§ Stored data
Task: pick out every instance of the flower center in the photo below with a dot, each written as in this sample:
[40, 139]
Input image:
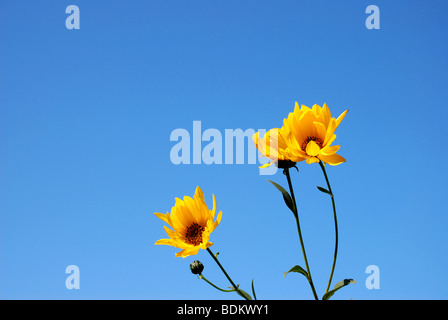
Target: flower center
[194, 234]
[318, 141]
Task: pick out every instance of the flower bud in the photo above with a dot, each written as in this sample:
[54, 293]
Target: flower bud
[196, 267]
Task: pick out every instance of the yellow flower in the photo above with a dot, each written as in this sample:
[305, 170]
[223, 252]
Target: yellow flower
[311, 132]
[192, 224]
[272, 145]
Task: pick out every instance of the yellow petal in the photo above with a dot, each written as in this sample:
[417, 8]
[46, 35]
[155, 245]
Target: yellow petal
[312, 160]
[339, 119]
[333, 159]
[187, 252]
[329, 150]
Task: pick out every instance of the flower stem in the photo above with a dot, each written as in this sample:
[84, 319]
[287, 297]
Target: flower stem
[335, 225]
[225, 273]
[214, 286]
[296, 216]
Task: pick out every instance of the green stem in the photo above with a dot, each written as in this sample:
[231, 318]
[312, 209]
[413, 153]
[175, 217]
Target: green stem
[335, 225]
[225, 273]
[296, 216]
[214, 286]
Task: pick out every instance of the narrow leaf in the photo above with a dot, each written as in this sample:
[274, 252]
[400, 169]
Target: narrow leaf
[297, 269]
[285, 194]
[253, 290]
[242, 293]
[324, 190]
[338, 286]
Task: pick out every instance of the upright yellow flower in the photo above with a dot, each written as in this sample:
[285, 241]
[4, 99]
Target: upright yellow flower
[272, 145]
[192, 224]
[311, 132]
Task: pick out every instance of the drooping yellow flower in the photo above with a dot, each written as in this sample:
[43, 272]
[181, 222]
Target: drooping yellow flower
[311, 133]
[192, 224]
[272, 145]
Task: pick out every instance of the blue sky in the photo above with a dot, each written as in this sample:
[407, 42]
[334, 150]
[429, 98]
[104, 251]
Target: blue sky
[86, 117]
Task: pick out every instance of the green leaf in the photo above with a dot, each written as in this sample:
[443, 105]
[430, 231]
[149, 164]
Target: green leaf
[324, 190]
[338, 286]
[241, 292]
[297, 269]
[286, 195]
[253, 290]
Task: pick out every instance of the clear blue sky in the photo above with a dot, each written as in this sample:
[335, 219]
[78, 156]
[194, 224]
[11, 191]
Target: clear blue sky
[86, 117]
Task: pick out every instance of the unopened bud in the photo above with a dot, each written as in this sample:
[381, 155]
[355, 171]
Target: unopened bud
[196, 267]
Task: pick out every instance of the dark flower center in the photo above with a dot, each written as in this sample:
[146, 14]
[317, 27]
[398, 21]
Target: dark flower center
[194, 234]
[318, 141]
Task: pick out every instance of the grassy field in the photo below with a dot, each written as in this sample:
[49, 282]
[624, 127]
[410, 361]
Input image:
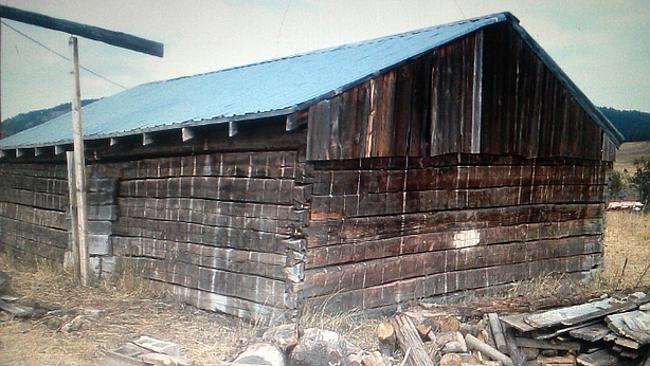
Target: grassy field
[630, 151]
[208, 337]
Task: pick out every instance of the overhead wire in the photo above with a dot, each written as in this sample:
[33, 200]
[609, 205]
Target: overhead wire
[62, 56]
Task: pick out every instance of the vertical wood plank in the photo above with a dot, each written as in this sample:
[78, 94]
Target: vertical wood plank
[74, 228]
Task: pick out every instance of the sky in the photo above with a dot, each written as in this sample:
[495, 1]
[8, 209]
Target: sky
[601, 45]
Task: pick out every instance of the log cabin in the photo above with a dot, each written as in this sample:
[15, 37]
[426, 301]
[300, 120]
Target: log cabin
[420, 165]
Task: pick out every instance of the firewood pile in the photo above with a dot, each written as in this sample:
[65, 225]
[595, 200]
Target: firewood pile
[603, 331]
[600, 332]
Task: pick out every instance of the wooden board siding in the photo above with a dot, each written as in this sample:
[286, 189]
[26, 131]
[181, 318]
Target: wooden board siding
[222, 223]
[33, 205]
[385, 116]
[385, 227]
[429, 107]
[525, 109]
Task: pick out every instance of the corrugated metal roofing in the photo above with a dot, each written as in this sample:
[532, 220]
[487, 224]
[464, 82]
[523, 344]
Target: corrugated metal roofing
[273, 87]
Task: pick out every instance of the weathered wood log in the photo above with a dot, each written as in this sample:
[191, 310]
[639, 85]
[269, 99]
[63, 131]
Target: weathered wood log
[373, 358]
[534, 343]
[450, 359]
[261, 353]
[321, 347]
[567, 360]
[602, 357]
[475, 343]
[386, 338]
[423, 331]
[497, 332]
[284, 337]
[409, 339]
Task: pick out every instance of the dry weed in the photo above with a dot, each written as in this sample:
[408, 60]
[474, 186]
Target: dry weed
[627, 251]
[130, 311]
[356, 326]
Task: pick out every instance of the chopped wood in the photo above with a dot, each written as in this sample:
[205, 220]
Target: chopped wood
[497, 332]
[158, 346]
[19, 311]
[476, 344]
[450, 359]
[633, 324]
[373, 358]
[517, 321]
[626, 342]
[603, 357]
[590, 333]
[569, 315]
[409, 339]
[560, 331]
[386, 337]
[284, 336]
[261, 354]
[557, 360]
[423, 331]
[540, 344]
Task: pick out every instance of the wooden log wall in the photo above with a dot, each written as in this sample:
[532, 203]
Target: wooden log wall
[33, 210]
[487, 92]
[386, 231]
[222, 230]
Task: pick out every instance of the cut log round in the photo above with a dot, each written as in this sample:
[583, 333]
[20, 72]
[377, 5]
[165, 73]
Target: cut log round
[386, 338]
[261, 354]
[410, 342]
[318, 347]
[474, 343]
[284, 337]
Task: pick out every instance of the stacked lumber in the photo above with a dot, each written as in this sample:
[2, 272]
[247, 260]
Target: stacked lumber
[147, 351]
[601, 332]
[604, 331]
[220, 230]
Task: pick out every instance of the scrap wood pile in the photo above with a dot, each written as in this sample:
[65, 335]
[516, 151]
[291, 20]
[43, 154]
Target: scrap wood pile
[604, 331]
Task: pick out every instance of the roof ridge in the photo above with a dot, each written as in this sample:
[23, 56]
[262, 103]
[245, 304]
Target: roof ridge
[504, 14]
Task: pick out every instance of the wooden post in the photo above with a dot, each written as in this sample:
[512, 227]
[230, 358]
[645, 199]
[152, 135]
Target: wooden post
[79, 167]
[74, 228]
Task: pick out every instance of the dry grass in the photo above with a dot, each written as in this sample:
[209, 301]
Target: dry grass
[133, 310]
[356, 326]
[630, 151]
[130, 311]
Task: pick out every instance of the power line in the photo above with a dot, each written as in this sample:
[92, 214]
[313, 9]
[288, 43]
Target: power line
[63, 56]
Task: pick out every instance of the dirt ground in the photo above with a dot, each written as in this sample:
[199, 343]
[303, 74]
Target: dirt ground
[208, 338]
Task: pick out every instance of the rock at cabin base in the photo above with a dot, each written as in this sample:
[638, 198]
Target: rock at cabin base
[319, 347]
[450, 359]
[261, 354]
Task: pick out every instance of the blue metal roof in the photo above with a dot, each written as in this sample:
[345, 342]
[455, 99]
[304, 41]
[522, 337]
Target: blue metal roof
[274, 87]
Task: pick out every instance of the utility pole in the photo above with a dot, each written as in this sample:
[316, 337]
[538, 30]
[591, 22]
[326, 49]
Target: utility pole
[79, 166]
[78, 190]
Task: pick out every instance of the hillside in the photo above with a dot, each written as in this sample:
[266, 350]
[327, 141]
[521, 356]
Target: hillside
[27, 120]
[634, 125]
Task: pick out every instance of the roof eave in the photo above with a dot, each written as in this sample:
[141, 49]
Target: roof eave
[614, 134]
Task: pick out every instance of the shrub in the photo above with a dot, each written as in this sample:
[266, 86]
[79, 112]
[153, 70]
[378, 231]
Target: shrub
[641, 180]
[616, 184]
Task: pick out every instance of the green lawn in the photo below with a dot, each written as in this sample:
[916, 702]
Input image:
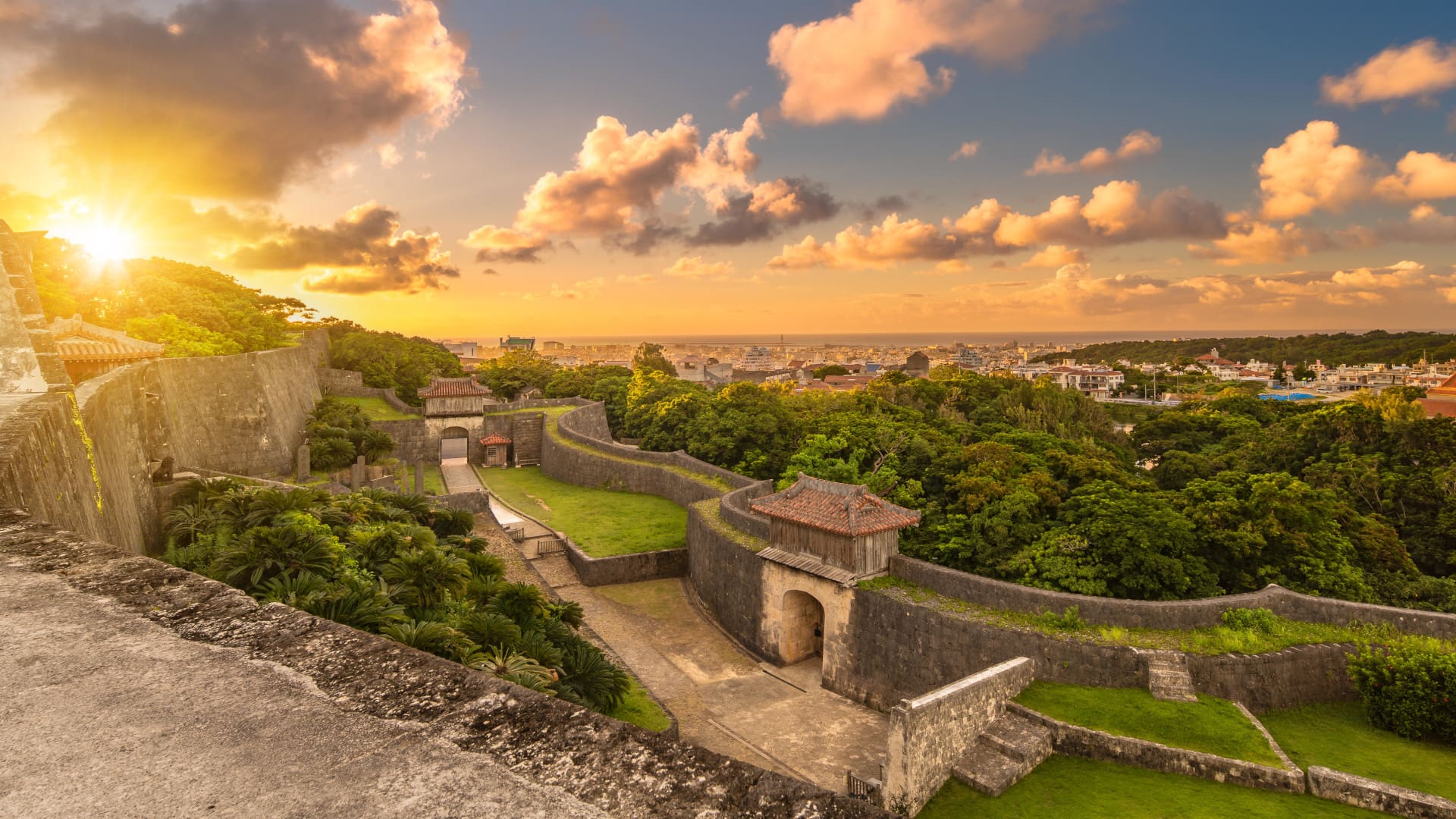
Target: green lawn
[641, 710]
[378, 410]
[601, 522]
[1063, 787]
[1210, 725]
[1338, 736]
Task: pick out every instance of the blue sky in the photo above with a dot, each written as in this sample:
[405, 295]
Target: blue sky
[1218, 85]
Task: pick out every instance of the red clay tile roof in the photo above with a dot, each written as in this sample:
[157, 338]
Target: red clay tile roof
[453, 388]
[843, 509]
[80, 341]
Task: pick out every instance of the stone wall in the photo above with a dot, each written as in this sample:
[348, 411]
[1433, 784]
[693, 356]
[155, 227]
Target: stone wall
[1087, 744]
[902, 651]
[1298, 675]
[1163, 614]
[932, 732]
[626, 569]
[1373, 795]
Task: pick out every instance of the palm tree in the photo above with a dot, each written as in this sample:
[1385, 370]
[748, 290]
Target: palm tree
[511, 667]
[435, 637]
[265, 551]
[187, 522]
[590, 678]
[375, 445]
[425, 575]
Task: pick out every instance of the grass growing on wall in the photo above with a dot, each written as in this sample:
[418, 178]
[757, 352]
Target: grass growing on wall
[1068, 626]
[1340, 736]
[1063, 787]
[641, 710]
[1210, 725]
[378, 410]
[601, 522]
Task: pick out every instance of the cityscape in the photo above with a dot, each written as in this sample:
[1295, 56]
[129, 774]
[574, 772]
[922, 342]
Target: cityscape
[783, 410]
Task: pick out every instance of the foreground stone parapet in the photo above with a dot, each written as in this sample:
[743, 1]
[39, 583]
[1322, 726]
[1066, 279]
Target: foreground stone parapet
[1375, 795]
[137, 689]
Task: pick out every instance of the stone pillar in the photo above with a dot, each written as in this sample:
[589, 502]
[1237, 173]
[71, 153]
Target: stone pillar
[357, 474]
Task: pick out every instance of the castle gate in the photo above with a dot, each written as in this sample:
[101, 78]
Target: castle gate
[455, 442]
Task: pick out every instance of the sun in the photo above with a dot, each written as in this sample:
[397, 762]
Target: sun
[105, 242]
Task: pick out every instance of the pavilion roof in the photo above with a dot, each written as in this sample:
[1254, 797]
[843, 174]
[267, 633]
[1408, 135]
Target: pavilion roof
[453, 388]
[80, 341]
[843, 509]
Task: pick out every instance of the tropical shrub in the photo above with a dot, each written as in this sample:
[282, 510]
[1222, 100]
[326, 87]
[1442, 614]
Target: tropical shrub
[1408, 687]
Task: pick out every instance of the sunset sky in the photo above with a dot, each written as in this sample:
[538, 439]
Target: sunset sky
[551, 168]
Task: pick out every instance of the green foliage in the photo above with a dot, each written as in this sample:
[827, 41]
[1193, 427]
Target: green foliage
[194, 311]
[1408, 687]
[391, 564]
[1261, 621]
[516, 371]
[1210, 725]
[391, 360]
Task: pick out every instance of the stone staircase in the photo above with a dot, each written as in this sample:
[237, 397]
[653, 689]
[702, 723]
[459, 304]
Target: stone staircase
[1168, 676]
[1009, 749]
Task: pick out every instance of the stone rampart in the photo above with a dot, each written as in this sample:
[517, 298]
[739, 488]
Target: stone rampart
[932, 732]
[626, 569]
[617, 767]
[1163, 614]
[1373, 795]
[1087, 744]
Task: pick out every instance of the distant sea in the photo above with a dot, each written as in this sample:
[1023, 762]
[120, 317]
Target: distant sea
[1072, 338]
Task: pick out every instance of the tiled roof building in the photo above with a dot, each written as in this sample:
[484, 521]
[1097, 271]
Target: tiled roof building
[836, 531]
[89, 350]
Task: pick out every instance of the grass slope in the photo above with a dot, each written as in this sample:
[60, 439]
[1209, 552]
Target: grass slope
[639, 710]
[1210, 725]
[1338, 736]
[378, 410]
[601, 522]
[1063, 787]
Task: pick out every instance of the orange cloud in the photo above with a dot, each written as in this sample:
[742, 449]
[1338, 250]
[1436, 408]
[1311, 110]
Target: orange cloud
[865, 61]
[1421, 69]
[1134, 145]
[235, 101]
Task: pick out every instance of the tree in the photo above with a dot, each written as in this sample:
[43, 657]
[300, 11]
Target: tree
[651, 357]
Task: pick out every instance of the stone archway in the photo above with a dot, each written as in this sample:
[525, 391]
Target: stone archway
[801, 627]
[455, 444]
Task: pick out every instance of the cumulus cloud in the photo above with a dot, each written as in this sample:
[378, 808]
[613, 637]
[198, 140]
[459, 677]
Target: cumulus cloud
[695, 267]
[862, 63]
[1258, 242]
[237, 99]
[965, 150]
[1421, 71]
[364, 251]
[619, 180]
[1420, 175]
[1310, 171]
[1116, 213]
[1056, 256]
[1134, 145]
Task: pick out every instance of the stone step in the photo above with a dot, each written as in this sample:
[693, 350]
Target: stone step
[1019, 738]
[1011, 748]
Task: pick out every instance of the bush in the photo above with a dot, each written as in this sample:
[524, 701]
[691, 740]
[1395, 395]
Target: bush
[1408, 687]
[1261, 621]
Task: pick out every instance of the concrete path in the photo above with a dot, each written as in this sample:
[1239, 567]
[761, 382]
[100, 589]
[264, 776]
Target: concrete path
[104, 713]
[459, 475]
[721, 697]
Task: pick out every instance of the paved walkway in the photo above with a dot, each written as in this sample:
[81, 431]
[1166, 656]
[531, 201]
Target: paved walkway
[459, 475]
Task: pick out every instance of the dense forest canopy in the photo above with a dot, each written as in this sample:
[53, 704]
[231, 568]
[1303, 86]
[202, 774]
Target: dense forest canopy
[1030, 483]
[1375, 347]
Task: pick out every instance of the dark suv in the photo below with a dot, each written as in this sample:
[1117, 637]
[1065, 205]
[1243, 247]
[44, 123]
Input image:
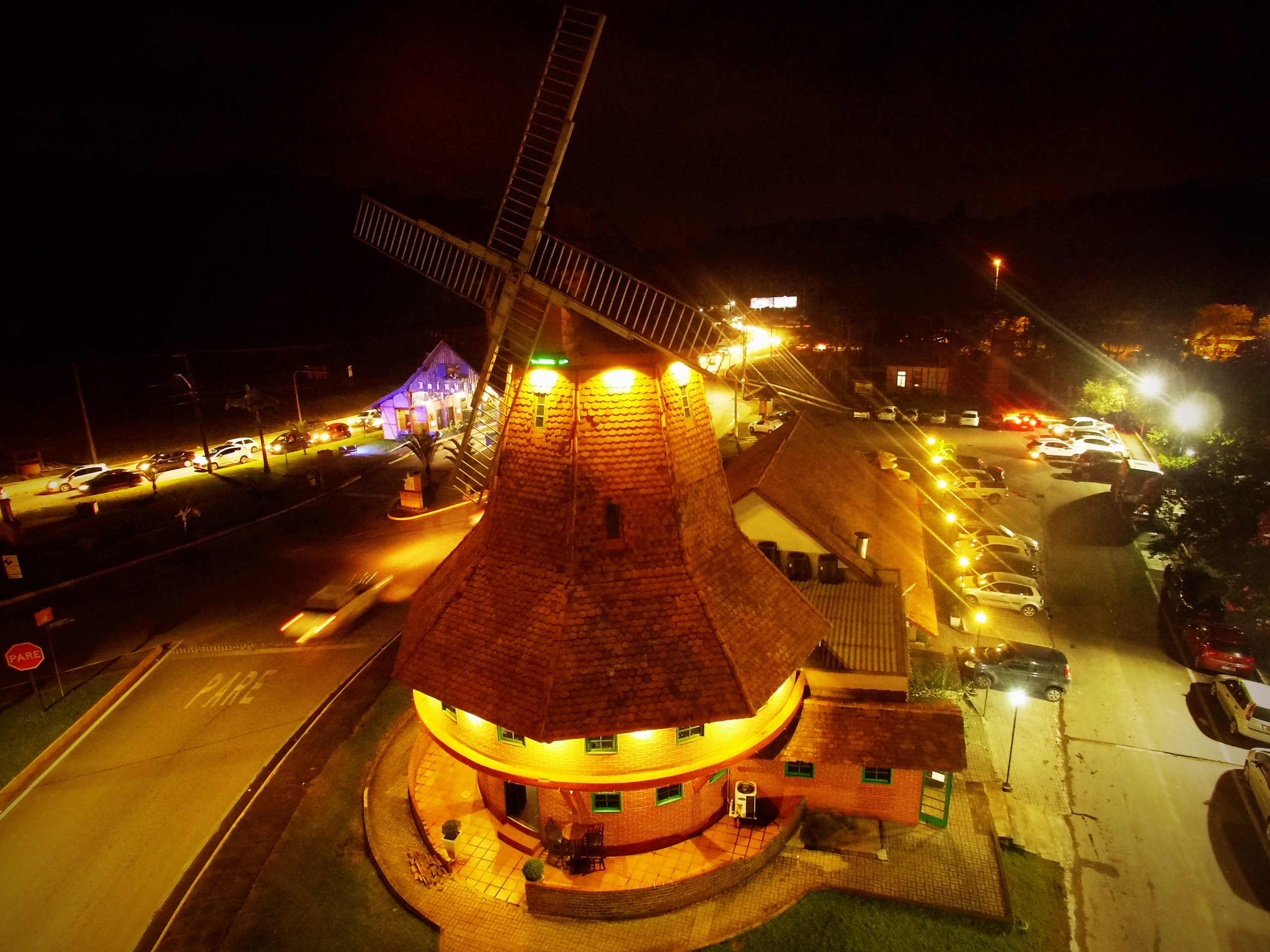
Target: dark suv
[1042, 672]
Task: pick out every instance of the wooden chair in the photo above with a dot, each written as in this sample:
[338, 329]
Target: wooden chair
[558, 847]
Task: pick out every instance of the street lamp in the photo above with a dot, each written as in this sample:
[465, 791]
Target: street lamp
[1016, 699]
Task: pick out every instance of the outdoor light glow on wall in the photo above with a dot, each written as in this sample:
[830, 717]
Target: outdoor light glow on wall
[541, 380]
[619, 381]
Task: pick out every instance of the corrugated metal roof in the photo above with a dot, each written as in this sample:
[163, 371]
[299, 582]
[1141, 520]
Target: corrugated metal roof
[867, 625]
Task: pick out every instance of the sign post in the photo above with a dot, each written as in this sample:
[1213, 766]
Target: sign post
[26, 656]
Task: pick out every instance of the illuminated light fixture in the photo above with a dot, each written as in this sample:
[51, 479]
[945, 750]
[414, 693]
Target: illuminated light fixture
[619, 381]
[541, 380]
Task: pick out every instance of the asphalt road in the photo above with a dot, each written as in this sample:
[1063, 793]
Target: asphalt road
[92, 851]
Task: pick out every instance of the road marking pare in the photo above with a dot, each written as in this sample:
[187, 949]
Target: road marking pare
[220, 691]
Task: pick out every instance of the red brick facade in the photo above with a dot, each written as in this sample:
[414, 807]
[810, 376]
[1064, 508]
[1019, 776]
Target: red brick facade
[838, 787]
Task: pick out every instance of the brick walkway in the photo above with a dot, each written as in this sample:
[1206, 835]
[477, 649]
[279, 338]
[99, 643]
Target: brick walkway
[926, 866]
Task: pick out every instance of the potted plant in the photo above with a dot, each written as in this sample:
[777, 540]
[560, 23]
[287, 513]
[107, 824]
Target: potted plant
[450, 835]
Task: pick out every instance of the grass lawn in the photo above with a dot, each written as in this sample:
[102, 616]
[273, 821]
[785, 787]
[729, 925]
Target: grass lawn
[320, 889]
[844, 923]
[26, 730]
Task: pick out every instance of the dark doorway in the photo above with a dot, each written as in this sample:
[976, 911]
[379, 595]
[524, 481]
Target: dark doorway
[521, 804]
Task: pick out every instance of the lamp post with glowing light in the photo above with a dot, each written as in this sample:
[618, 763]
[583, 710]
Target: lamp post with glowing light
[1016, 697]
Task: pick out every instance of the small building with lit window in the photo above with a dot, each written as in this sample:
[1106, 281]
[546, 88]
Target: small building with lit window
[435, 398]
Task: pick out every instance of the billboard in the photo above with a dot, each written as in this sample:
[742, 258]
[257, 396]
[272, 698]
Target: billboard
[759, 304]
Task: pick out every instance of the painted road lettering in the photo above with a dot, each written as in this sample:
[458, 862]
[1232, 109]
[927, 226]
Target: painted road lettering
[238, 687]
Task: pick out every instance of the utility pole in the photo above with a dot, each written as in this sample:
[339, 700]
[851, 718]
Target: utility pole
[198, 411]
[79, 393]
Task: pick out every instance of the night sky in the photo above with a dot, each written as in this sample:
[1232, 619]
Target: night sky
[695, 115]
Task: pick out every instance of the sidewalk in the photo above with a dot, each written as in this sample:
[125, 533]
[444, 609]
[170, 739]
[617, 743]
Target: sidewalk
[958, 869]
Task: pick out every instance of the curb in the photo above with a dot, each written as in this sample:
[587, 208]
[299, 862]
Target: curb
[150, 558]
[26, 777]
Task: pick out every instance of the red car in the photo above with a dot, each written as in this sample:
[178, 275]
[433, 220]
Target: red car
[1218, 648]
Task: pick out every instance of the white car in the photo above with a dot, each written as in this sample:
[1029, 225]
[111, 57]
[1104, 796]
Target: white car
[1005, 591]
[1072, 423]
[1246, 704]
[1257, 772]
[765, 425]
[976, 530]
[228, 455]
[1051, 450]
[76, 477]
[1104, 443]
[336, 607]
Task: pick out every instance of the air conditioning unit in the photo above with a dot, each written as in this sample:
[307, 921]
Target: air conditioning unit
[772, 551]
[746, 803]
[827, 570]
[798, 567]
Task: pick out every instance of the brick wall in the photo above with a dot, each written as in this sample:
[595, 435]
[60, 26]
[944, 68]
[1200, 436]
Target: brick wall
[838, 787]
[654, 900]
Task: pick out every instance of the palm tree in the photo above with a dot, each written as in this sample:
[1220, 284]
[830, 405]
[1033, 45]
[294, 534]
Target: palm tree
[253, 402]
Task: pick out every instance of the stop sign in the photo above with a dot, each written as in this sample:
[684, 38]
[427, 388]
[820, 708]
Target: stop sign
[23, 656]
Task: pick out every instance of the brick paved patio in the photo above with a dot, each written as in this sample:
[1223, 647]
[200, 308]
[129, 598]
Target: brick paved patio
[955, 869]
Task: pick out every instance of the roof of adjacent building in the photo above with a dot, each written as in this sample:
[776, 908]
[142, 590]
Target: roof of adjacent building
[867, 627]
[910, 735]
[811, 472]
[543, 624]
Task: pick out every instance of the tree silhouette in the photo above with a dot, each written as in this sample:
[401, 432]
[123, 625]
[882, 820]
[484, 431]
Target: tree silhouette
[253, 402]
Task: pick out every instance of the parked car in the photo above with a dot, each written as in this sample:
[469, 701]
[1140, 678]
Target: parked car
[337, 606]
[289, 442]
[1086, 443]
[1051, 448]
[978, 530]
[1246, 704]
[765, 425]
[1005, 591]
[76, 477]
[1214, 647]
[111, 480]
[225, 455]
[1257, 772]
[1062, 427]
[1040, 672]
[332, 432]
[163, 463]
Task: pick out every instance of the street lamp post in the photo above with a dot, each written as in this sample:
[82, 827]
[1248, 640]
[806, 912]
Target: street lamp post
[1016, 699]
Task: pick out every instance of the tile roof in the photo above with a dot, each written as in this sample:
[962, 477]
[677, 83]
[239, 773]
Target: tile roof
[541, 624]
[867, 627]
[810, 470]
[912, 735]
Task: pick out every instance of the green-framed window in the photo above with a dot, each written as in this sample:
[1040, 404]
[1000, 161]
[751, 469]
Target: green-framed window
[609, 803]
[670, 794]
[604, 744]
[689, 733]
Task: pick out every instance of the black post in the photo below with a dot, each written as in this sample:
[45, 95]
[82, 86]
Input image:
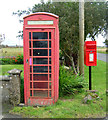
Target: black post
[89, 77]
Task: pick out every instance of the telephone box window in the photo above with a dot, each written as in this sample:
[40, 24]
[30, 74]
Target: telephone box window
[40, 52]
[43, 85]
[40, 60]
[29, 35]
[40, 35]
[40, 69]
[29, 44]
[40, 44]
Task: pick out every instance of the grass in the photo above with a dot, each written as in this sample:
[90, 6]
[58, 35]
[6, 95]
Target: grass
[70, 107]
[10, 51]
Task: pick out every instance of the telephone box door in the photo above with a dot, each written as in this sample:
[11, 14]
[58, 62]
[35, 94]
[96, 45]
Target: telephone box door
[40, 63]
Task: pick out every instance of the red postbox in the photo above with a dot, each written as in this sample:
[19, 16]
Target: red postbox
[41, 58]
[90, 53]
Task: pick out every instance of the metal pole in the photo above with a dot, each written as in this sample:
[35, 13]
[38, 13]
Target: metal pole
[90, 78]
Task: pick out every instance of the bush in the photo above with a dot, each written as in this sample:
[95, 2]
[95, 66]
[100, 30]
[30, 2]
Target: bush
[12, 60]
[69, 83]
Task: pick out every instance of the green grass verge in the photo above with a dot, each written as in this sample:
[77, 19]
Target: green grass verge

§ What this task involves
Search the lines above for the string "below", then show every one that has it.

§ Response to this task
Task: pick out every instance of the flower center in the photo below with a dot, each written as in this sample:
Task: pick out every instance of the grassy field in the photo below with a dot, each written as in this sample:
Task: pick out every instance of the green lawn in the photo below with a dot, each written as in this sample:
Task: pick out every instance of the dark suv in the photo below with a dot, each written as in this sample:
Task: pick out every instance of the black post in the photo below with a dot, each written as in this sample:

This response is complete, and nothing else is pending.